**Task requirements:**
1. Decide whether each statement below agrees with the tape recorder drive description, answering yes or no and quoting the deciding words: (a) for a reduced-size apparatus, the pinch roller needs a minimum force of about 1 kg; (b) the electromagnetic plunger is smaller than the heads; (c) the invention aims to do away with the electromagnetic plungers.
2. Write out the tape recorder drive description starting with "SUMMARY OF THE" and going on through "size of the tape recorder.", swapping "flywheel" for "rotor".

Abstract:
A controllable drive mechanism for tape recorders which utilizes the rotating motion of a flywheel for effecting movement of the various parts of the tape recorder selecting the various operating modes of the tape recorder. The mechanism includes a gear disposed for integral rotation with the flywheel, toothed sectional wheel which meshes with the gear, a cam rotated by the toothed wheel, and a link driven for angular movement by the cam.

Description:
BACKGROUND OF THE INVENTION 
     The invention relates to a controllable drive for tape recorder which utilizes the rotating motion of a flywheel associated with the capstan to enable a record, playback, rewind and other operation. 
     In the prior art practice, when a tape recorder of a cassette type or open reel type is to be constructed for automation of a record, playback, stop, rewind or other operation, an electromagnetic plunger is used as a drive source to permit a &#34;feather-touch&#34; operation or a remote control. When a record/playback mode of the tape recorder is to be established, it is necessary to slide a head mount on which various heads, pinch roller and the like are mounted, to a record/playback position against the action of a return spring or the like and to urge the pinch roller against the capstan with a force of a magnitude which is usually on the order of 1 to 2 kg. While the magnitude of the force varies with the variety and the size of the tape recorders, a required minimum value for apparatus of a reduced size will be on the order of 1 kg. The electromagnetic plunger which is used to produce such force will be oversized as compared with that of the heads, occupying a greater proportion of the space on the chassis. In addition, the power dissipation is increased, which is disadvantageous from the standpoint of minimizing the overall power consumption. In addition, the use of the electromagnetic plunger causes impacts and noises when it is energized, further contributing to the generation of heat. The situation is not limited to the operation of the plunger which is used to establish a record/playback mode, but the same applies to the operation of another electromagnetic plunger which is used to establish a rewind or rapid advance mode. 
     SUMMARY OF THE INVENTION 
     In view of these considerations, it is an object of the invention to provide a controllable drive for tape recorder which utilizes the rotating motion of a flywheel associated with a capstan by converting it into a form of motion which is necessary to establish a record/playback or rewind mode, thus dispensing with the electromagnetic plungers and minimizing the power dissipation and the overall size of the tape recorder. 
     In accordance with the invention, the controllable drive for tape recorder comprises a gear disposed for integral rotation with the flywheel, toothed wheel with hiatus which meshes with the gear, a cam driven for rotation by the toothed wheel, and a link driven for angular movement by the cam.

**Dataset entries:**
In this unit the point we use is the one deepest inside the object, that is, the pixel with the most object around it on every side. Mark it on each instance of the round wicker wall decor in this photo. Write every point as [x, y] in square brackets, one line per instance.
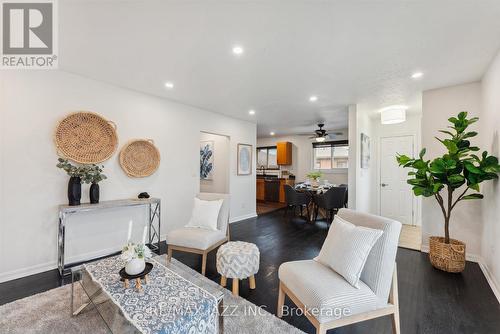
[140, 158]
[86, 137]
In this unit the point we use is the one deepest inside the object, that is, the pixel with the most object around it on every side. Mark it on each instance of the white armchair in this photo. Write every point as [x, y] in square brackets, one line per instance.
[198, 240]
[323, 295]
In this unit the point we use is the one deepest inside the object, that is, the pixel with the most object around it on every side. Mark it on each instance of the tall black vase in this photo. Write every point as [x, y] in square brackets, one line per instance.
[74, 190]
[94, 193]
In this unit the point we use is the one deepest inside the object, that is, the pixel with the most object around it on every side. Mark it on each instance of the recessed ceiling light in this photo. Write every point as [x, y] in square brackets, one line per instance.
[393, 114]
[417, 75]
[238, 50]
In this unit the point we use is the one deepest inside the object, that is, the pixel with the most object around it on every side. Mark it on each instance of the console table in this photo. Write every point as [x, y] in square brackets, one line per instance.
[153, 204]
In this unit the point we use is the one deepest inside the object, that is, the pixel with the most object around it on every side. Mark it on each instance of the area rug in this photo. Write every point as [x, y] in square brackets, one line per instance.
[50, 312]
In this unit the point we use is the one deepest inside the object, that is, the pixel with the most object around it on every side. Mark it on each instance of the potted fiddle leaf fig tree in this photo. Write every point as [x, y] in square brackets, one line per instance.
[457, 173]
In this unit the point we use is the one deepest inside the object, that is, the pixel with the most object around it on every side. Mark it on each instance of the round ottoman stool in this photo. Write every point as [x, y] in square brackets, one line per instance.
[238, 260]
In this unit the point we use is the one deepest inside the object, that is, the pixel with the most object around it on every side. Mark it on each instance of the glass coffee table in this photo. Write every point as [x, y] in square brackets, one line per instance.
[94, 296]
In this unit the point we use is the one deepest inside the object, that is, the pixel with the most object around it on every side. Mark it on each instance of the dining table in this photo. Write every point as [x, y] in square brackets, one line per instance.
[314, 191]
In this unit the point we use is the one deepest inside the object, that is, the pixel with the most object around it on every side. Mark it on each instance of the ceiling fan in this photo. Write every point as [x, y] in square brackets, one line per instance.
[321, 135]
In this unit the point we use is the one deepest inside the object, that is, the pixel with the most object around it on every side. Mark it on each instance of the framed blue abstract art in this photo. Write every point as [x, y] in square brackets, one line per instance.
[244, 159]
[206, 160]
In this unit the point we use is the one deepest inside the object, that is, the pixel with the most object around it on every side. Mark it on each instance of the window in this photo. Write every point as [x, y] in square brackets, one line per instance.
[267, 157]
[331, 155]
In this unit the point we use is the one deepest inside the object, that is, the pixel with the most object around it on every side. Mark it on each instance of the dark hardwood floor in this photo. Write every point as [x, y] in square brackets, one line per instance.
[431, 301]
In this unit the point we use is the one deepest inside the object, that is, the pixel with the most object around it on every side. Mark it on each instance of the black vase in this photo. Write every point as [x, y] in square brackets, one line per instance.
[74, 190]
[94, 193]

**Responses by task:**
1.
(a) Yes: "a required minimum value for apparatus of a reduced size will be on the order of 1 kg"
(b) No: "will be oversized as compared with that of the heads"
(c) Yes: "thus dispensing with the electromagnetic plungers"

2.
SUMMARY OF THE INVENTION 
     In view of these considerations, it is an object of the invention to provide a controllable drive for tape recorder which utilizes the rotating motion of a rotor associated with a capstan by converting it into a form of motion which is necessary to establish a record/playback or rewind mode, thus dispensing with the electromagnetic plungers and minimizing the power dissipation and the overall size of the tape recorder.